§ **Provided data**:
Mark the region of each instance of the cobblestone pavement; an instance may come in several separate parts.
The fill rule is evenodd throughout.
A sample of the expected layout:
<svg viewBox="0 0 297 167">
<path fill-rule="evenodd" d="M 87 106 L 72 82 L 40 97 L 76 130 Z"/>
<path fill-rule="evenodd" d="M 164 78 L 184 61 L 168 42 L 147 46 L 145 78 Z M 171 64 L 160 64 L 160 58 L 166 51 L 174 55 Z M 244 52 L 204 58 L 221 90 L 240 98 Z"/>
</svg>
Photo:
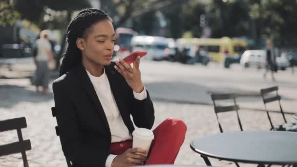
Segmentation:
<svg viewBox="0 0 297 167">
<path fill-rule="evenodd" d="M 142 72 L 146 86 L 148 87 L 148 89 L 150 91 L 154 102 L 156 120 L 153 128 L 168 117 L 177 117 L 183 120 L 188 126 L 188 130 L 185 142 L 181 148 L 175 164 L 204 165 L 203 159 L 200 157 L 199 154 L 194 152 L 189 146 L 190 142 L 196 138 L 219 132 L 212 106 L 198 104 L 172 103 L 170 102 L 170 100 L 168 102 L 158 100 L 160 97 L 154 96 L 154 94 L 155 93 L 157 94 L 159 90 L 157 87 L 160 84 L 154 85 L 157 83 L 155 78 L 146 72 L 146 65 L 149 66 L 150 63 L 148 62 L 147 63 L 143 63 L 144 69 Z M 165 65 L 167 64 L 167 63 L 165 63 Z M 171 76 L 170 77 L 171 81 L 173 78 L 178 78 L 176 75 Z M 163 78 L 163 80 L 158 78 L 159 83 L 161 83 L 162 81 L 168 82 L 170 81 L 169 79 L 166 80 Z M 207 81 L 207 78 L 206 79 L 206 81 Z M 288 87 L 286 88 L 284 86 L 283 89 L 285 90 L 284 91 L 286 93 L 289 92 L 291 88 L 294 92 L 296 90 L 292 88 L 296 85 L 293 84 L 296 81 L 292 79 L 288 79 L 288 81 L 289 81 L 285 83 Z M 56 136 L 54 128 L 56 125 L 56 119 L 52 117 L 50 111 L 50 107 L 54 105 L 53 95 L 50 92 L 46 95 L 36 93 L 34 88 L 29 86 L 29 81 L 28 79 L 0 79 L 0 120 L 20 117 L 26 117 L 27 127 L 23 129 L 22 131 L 23 138 L 31 140 L 32 149 L 27 151 L 27 156 L 30 167 L 66 167 L 59 138 Z M 291 85 L 290 83 L 293 84 Z M 285 84 L 280 83 L 283 84 Z M 210 84 L 211 84 L 211 83 Z M 169 85 L 170 87 L 169 84 Z M 51 86 L 50 86 L 50 87 L 51 87 Z M 252 87 L 252 86 L 249 87 Z M 170 87 L 169 88 L 172 88 Z M 189 89 L 187 90 L 184 91 L 184 94 L 181 96 L 185 97 L 187 94 L 191 95 L 191 92 L 189 92 Z M 205 89 L 203 89 L 203 91 Z M 171 91 L 174 92 L 174 90 Z M 182 92 L 182 90 L 181 91 Z M 50 92 L 51 92 L 51 90 L 50 90 Z M 166 93 L 168 94 L 168 95 L 170 95 L 169 93 Z M 174 94 L 174 92 L 172 93 Z M 172 97 L 174 97 L 174 96 Z M 294 108 L 294 105 L 295 104 L 292 104 L 296 101 L 296 94 L 295 97 L 291 94 L 288 96 L 289 98 L 287 99 L 289 99 L 287 101 L 284 99 L 284 101 L 286 101 L 285 104 L 288 104 L 288 105 L 285 107 L 293 110 L 295 108 Z M 161 97 L 163 99 L 166 97 Z M 205 98 L 200 97 L 200 98 Z M 177 100 L 181 100 L 181 98 Z M 203 99 L 201 99 L 201 100 Z M 245 103 L 245 102 L 249 103 L 256 102 L 259 104 L 261 102 L 259 102 L 257 100 L 245 100 L 242 101 L 242 104 L 248 104 L 248 102 Z M 268 120 L 265 112 L 241 109 L 239 113 L 244 130 L 270 129 Z M 286 116 L 289 121 L 295 121 L 291 114 L 286 114 Z M 273 121 L 276 124 L 283 124 L 280 115 L 273 114 L 272 117 Z M 223 128 L 225 131 L 236 131 L 239 129 L 234 113 L 224 113 L 219 115 L 219 118 Z M 0 145 L 16 142 L 17 140 L 16 131 L 0 133 Z M 213 165 L 215 166 L 235 166 L 233 164 L 226 161 L 219 161 L 213 159 L 211 159 L 211 161 Z M 1 167 L 22 166 L 21 154 L 0 157 Z M 254 167 L 255 165 L 243 164 L 242 166 Z"/>
</svg>

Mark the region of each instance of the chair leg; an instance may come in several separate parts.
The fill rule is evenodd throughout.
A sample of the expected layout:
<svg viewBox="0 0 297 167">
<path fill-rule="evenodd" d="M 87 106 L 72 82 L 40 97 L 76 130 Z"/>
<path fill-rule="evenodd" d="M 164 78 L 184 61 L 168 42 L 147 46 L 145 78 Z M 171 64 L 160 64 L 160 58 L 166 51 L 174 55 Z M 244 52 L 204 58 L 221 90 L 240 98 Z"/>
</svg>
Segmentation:
<svg viewBox="0 0 297 167">
<path fill-rule="evenodd" d="M 234 162 L 234 163 L 235 163 L 235 165 L 236 165 L 236 166 L 237 167 L 240 167 L 240 166 L 239 166 L 239 165 L 238 164 L 238 163 L 237 163 L 237 162 Z"/>
<path fill-rule="evenodd" d="M 211 164 L 211 162 L 208 159 L 208 158 L 207 158 L 207 157 L 203 156 L 203 155 L 201 155 L 201 157 L 202 157 L 202 158 L 203 158 L 203 160 L 204 160 L 204 162 L 205 162 L 205 164 L 206 164 L 207 166 L 212 166 L 212 164 Z"/>
</svg>

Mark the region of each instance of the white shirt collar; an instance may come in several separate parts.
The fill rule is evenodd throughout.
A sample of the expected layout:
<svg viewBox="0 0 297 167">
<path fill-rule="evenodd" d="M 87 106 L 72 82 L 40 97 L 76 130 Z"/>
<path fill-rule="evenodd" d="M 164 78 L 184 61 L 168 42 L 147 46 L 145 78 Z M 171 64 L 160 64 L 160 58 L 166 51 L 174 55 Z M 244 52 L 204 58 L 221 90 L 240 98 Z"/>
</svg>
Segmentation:
<svg viewBox="0 0 297 167">
<path fill-rule="evenodd" d="M 86 73 L 87 75 L 89 76 L 90 80 L 92 82 L 101 82 L 104 81 L 105 81 L 107 79 L 107 76 L 106 73 L 105 73 L 105 68 L 103 67 L 103 74 L 101 75 L 100 77 L 95 77 L 94 76 L 92 75 L 89 72 L 88 72 L 86 69 L 85 70 L 86 71 Z"/>
</svg>

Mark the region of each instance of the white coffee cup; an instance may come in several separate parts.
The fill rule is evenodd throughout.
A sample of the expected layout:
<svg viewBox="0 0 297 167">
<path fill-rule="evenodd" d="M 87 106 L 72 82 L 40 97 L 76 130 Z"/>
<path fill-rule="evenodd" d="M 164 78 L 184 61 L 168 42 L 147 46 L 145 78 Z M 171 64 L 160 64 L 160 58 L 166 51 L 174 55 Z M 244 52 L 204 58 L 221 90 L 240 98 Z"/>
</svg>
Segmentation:
<svg viewBox="0 0 297 167">
<path fill-rule="evenodd" d="M 146 154 L 144 155 L 147 156 L 151 141 L 154 139 L 154 134 L 152 131 L 144 128 L 139 128 L 133 131 L 132 135 L 133 136 L 132 147 L 145 149 Z"/>
</svg>

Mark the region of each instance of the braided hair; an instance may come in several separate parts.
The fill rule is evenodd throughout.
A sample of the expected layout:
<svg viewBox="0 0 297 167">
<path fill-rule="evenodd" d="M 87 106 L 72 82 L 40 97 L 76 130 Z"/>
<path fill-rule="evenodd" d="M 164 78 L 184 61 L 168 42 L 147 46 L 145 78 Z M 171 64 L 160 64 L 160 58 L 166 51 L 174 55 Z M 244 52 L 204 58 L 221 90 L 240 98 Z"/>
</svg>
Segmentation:
<svg viewBox="0 0 297 167">
<path fill-rule="evenodd" d="M 93 24 L 105 20 L 112 21 L 106 13 L 96 9 L 85 9 L 72 19 L 67 27 L 66 37 L 68 45 L 60 67 L 60 76 L 81 64 L 82 52 L 76 45 L 77 39 L 86 37 Z"/>
</svg>

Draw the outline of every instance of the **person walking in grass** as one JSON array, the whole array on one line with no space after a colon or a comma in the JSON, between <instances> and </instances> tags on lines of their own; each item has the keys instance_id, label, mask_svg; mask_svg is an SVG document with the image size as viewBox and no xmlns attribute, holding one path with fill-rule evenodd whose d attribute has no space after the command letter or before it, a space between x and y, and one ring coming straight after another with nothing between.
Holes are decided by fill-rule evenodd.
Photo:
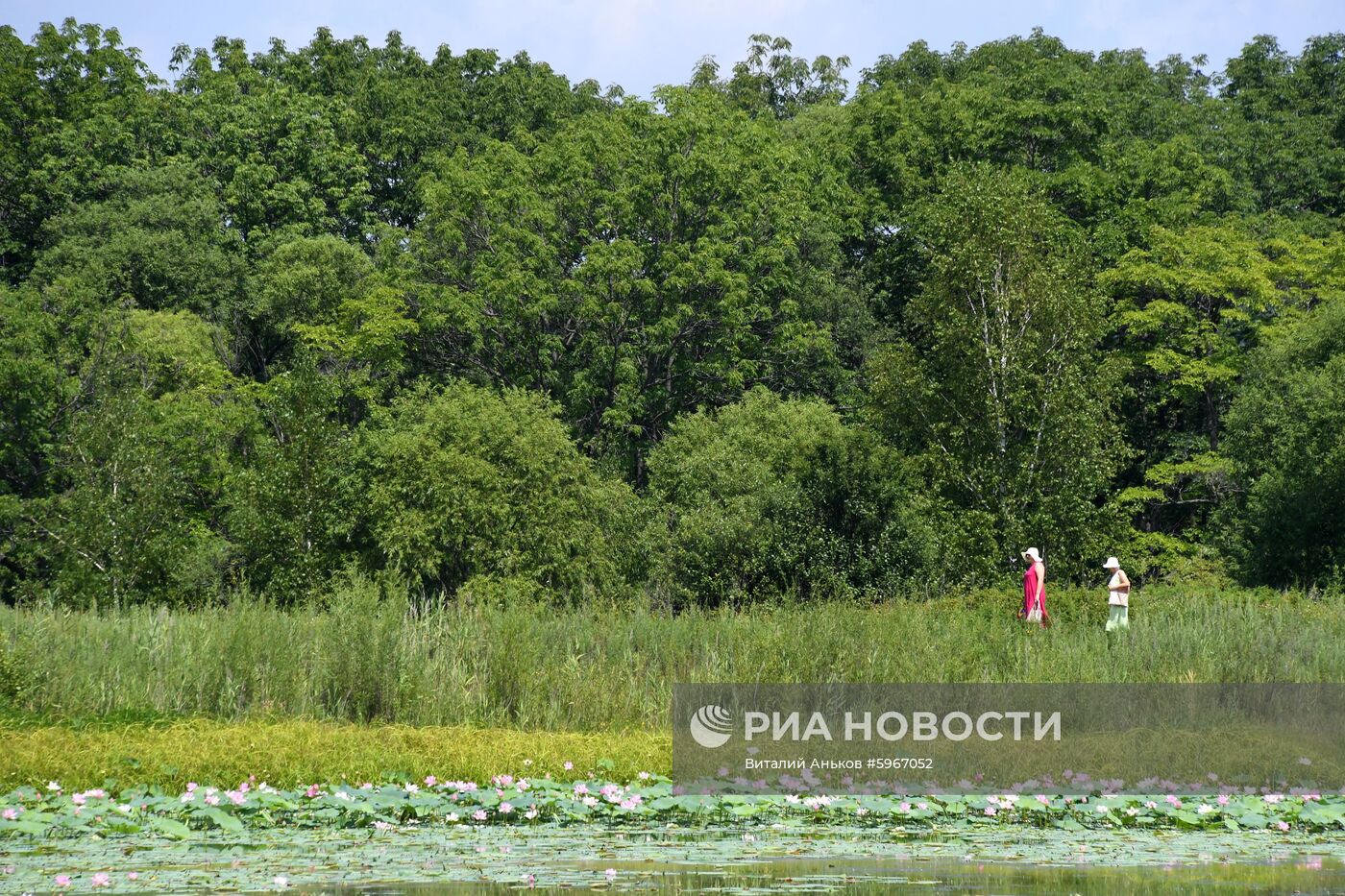
<instances>
[{"instance_id":1,"label":"person walking in grass","mask_svg":"<svg viewBox=\"0 0 1345 896\"><path fill-rule=\"evenodd\" d=\"M1046 612L1046 564L1036 548L1022 552L1022 558L1028 561L1028 570L1022 574L1022 609L1018 615L1045 628L1050 622Z\"/></svg>"},{"instance_id":2,"label":"person walking in grass","mask_svg":"<svg viewBox=\"0 0 1345 896\"><path fill-rule=\"evenodd\" d=\"M1130 628L1130 577L1115 557L1108 557L1103 569L1111 570L1111 581L1107 583L1107 631Z\"/></svg>"}]
</instances>

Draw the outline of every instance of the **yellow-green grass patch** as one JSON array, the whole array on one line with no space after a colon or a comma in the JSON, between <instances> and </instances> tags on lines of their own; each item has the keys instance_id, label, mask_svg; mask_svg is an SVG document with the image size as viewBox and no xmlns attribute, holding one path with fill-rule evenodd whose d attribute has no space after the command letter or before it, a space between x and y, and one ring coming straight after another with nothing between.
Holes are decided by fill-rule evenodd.
<instances>
[{"instance_id":1,"label":"yellow-green grass patch","mask_svg":"<svg viewBox=\"0 0 1345 896\"><path fill-rule=\"evenodd\" d=\"M573 763L573 771L565 768ZM611 763L611 767L608 767ZM483 728L358 725L324 721L0 729L0 790L59 780L66 790L121 784L183 787L196 780L296 787L387 778L486 782L491 775L600 772L619 780L667 774L671 736L651 732L570 733Z\"/></svg>"}]
</instances>

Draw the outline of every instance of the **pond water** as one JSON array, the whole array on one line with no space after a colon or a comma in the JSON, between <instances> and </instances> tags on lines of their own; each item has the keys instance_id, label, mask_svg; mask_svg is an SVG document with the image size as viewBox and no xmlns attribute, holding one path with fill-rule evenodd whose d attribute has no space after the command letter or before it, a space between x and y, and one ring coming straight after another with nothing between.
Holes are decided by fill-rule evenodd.
<instances>
[{"instance_id":1,"label":"pond water","mask_svg":"<svg viewBox=\"0 0 1345 896\"><path fill-rule=\"evenodd\" d=\"M1022 826L296 830L0 842L3 892L1345 893L1345 835ZM94 889L94 874L108 885ZM129 876L134 874L134 880Z\"/></svg>"}]
</instances>

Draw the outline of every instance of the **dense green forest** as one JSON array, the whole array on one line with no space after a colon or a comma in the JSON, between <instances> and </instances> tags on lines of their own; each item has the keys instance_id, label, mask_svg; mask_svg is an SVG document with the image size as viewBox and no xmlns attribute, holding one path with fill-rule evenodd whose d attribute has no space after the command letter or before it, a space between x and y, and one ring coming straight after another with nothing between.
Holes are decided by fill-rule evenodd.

§ **What you should do**:
Can you reproduce the listing lines starting at the one containing "Mark the region of each instance of the chair" and ending at the one containing "234 162 L 234", replacing "expected layout" with "intended layout" and leaving everything else unchanged?

§ **Completed exercise**:
Mark the region of each instance of the chair leg; an instance may come in several separate parts.
The fill rule is evenodd throughout.
A sample of the intended layout:
<svg viewBox="0 0 297 167">
<path fill-rule="evenodd" d="M 87 106 L 72 82 L 40 97 L 76 130 Z"/>
<path fill-rule="evenodd" d="M 164 78 L 184 61 L 168 42 L 147 46 L 145 78 Z M 171 64 L 160 64 L 160 58 L 166 51 L 174 55 Z M 244 52 L 204 58 L 221 90 L 240 98 Z"/>
</svg>
Segmentation:
<svg viewBox="0 0 297 167">
<path fill-rule="evenodd" d="M 234 162 L 234 163 L 235 163 L 235 165 L 236 165 L 236 166 L 237 167 L 240 167 L 240 166 L 239 166 L 239 165 L 238 164 L 238 163 L 237 163 L 237 162 Z"/>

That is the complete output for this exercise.